__Given request a__. According to the thread on Pop's bacon brine, how long does belly bacon stay in the curing brine?

__Reading passage__.
--------------------------------

# Is This Pop's Bacon Brine Recipe?



## ghostguy6

Ive searched high and low for this recipe since it is referenced thousands of times on this site all with positive reviews. So far this is the only version I have found but I'm not sure if this is just  his general brine or if there is one specifically for bacon. Many of the older threads I have found reference dead links. Is this the right one?

real simple curing brine:

 for every 1 gallon of water, add:

1/3 - 1 cup sea salt (depending if you're on a lo-salt diet)

1 cup granulated sugar or Splenda®

1 cup brown sugar or Splenda® brown sugar mix

1 tbsp cure no. 1 pink salt

stir thoroughly until clear amber color, pour over meat, inject if necessary to cure from inside-out as well as outside-in

weight down with a partially filled 1 qt or 1 gal. ziploc bag or bags to keep meat immersed

Curing times vary with meat, but generally overnight to 2-3 days for chickens and turkeys, 8-10 days buckboard bacon, 10-14 days belly bacon, pork shoulder, whole butts, 3-4 weeks whole hams, 10-20 days corned beef (fresh beef roasts, briskets, rolled rib roasts, etc.)   If whole muscle is more than 2" thick, then inject so it can cure i/o as well as o/i, and/or in and around bone structures, etc.

https://smokingmeatforums.com/threads/pops6927s-wet-curing-brine.110799/


----------



## SmokinAl

Yep that's Pop's brine.
Al


----------



## daveomak

It seems stuff gets lost when translated...   Here is another of Pops articles...
1 heaping TBS could be 4 tsp....  which would be acceptable for 10#'s of meat added to the 1 gal. mix...

Low Salt Curing Brine
By pops6927, May 31, 2013 | 1.5K Views | Instructionals

Watch this Article

I am now using my low salt curing brine with pork and beef

as well as poultry.

To each gallon of water, add:

1 heaping tbsp pink salt #1

¼ - ½ cup salt

½ cup white sugar or substitute

½ cup brown sugar or substitute

any other flavorings you would like, such as maple extract, whiskey, pickling spices (corned beef, pastrami, etc.).

--------------------------------

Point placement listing
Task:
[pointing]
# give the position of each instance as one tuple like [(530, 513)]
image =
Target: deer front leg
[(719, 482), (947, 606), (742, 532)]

--------------------------------

__Given request b__. Rewrite the listing, replacing "deer front leg" with "deer back leg" and leaving everything else unchanged.

__Expected answer a__. 10-14 days.

__Expected answer b__.
Task:
[pointing]
# give the position of each instance as one tuple like [(530, 513)]
image =
Target: deer back leg
[(719, 482), (947, 606), (742, 532)]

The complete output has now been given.